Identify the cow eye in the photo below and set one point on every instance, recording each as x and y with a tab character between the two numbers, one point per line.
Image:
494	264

...

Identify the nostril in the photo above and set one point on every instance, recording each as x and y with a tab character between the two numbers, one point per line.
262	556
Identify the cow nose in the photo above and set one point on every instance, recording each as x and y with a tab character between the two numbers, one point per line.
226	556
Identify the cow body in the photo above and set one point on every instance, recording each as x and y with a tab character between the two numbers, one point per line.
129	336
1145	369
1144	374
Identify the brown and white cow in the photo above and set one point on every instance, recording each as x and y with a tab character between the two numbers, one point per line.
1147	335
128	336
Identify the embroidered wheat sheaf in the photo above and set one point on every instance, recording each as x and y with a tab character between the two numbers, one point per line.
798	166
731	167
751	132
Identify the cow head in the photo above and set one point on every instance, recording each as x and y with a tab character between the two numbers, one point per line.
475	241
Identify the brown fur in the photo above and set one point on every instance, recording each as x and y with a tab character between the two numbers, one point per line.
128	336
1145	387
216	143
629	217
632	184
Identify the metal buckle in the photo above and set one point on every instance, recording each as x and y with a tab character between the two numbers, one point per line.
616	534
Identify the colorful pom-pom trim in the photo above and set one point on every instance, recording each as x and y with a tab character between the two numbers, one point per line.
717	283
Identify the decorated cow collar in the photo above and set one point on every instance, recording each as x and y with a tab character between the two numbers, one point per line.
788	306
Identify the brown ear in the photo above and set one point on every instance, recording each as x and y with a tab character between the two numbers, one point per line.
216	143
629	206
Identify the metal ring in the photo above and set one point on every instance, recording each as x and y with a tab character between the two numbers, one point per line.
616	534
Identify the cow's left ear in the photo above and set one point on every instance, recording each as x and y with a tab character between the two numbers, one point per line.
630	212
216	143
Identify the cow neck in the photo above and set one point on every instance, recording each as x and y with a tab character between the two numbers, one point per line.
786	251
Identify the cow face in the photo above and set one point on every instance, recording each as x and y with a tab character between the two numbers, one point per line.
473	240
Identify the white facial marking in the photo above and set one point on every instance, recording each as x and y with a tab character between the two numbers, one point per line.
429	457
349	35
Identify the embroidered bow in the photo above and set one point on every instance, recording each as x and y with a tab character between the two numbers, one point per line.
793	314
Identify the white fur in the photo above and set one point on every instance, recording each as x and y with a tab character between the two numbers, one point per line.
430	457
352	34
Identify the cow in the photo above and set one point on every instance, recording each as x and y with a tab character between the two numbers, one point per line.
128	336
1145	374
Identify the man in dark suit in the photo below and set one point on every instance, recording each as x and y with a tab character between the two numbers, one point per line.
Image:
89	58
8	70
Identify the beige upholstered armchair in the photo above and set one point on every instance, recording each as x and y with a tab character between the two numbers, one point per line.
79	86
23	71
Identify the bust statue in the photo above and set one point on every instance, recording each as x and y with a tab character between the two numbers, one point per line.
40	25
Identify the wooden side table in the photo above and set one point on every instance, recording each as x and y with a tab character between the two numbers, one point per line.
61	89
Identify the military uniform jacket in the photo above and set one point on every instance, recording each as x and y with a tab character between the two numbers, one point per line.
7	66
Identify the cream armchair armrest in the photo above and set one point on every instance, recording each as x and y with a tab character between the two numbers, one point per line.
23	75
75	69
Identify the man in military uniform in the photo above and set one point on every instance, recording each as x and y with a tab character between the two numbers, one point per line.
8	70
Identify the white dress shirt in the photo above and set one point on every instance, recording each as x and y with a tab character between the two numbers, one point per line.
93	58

--

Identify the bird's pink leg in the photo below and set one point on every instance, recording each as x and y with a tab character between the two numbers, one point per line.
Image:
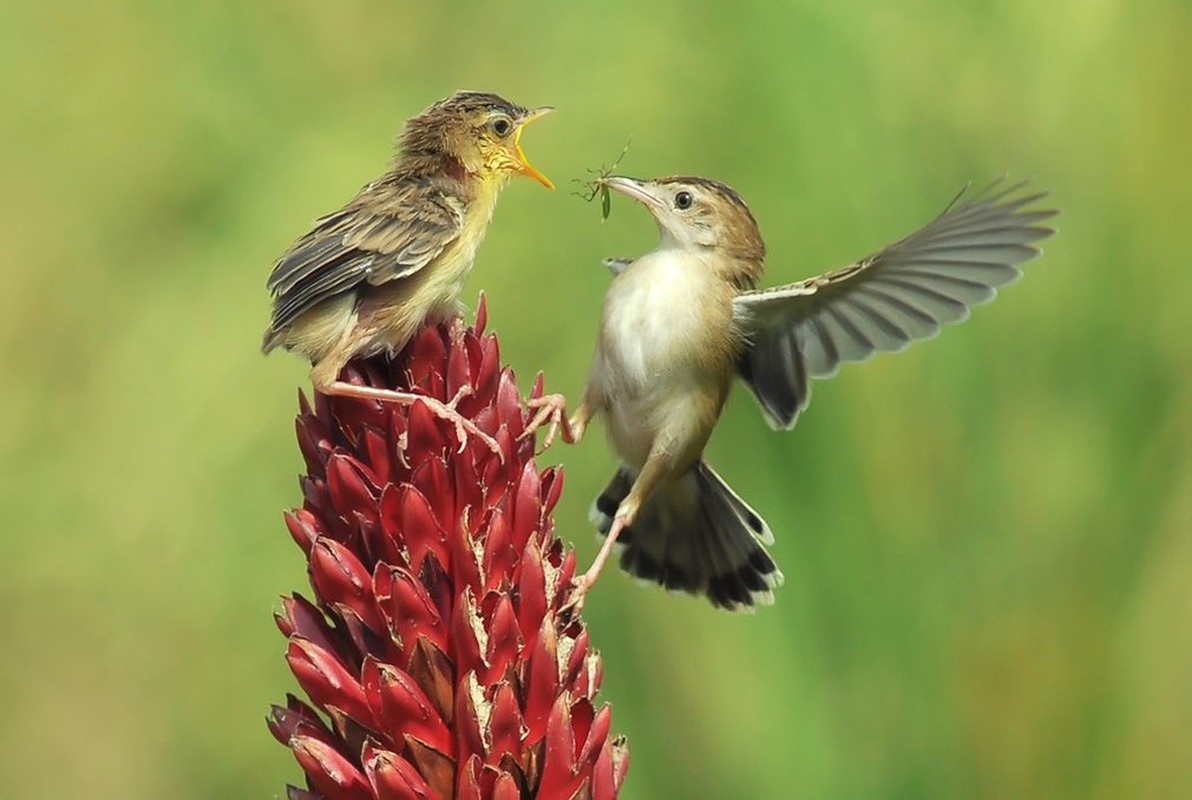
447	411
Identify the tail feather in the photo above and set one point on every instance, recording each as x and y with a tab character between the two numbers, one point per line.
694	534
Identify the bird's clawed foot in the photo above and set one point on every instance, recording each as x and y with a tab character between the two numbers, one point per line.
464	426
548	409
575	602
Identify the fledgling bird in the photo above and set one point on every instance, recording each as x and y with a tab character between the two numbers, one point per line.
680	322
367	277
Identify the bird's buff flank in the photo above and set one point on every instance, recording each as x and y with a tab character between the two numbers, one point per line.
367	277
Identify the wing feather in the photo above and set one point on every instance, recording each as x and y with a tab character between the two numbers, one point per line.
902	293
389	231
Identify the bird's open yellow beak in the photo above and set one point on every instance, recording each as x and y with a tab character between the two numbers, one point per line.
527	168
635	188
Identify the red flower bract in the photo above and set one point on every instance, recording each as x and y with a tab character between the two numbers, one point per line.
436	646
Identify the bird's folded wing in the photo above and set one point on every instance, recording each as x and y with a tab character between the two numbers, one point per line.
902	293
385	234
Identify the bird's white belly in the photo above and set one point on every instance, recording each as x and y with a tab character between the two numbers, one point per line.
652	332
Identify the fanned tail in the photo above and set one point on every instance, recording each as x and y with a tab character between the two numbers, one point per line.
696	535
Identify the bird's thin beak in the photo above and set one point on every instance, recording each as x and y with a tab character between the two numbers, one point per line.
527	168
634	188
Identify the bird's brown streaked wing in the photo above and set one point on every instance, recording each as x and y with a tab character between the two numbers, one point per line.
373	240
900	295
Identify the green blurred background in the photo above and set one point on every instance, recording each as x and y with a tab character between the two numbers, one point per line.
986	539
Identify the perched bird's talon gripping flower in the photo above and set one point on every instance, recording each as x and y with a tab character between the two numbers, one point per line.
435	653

Exercise goal: How many lines of these records include the word "below"? Only the number should be written.

Response to the task: 3